* **Goal of the exercise**: In the excerpt on U.S. unemployment, which two cities had the lowest jobless rates, and what was that rate?
------ Excerpt provided
The U.S. unemployment rate in August was 8.5%, according to the Bureau of Labor Statistics. The figure was higher than in most months during the Great Recession but well below the figures from May, June and July of this year. It is nowhere close to the historically low rate of 3.5% during much of 2019.

Unemployment rates were up in August compared to the same month in 2019 in 387 of the 389 metropolitan areas and lower in the other two. Thirty-seven cities had jobless rates of less than 5%, and six had rates of 15% or more.

A 5% jobless rate is considered full employment by most economists. This is based on the theory that there are always a small number of people between jobs or entering or exiting the national workforce.

The two cities with the lowest rates were Logan, Utah-Idaho, and Idaho Falls, Idaho, both at 2.7%.

These cities are in states where the jobless figure is low as well. Utah’s unemployment rate in August was 4.2%. Idaho’s was 3.8%.

Another thing the two cities have in common is that they are extremely small compared to most of the other cities in America. That means the number of people unemployed in each is counted in the thousands. In Logan, the figure is only 1,827.

Utah and Idaho have several advantages over most states in terms of jobs. In Utah, five of the 10 top employers are hospitals or medical systems. The Church of Jesus Christ of Latter-Day Saints is also a major employer, and the tech industry is another, led by Cisco Systems.

Idaho’s largest employers are in the tech industry, universities, health care centers and the military. The largest employer in the state is Micron Technology. Boise State University is next, followed by the Mountain Home Air Force Base. The University of Idaho and the Idaho Military Department are high on the list.

The employment bases in the lowest unemployment cities are stable, as well as in industries in which layoffs are unlikely. They should continue to enjoy what is better than “full employment.”
------------
------ Recorded information
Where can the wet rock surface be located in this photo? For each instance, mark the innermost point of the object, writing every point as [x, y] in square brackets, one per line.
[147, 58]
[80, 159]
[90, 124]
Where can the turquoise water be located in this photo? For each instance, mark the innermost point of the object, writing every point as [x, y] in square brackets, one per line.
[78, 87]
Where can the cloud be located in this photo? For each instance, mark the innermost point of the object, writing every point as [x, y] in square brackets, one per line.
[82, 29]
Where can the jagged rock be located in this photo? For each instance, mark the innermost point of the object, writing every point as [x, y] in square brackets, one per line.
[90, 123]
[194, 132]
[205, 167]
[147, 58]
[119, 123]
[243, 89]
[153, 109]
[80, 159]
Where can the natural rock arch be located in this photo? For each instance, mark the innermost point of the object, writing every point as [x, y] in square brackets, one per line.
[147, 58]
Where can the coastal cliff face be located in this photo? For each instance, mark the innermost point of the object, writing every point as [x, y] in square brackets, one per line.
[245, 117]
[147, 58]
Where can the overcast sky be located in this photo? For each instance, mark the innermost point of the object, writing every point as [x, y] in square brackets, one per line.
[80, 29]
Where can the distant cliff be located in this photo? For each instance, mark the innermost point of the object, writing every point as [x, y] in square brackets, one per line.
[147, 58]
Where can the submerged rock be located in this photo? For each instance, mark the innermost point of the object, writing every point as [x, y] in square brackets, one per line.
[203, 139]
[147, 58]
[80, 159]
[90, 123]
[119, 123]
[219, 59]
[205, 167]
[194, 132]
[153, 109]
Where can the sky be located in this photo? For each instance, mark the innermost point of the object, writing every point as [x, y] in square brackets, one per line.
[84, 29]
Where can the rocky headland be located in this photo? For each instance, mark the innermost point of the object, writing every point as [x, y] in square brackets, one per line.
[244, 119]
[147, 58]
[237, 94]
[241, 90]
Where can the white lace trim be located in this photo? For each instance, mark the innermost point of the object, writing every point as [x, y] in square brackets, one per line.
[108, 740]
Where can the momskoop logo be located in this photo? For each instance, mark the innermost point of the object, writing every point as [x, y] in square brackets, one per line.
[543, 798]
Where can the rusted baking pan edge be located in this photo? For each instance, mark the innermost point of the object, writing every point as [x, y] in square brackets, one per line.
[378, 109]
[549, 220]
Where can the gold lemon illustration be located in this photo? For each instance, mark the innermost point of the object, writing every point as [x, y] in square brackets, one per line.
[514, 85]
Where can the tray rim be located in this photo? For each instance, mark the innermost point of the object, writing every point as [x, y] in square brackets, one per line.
------------
* **Problem solution**: Logan, Utah-Idaho, and Idaho Falls, Idaho, both at 2.7%.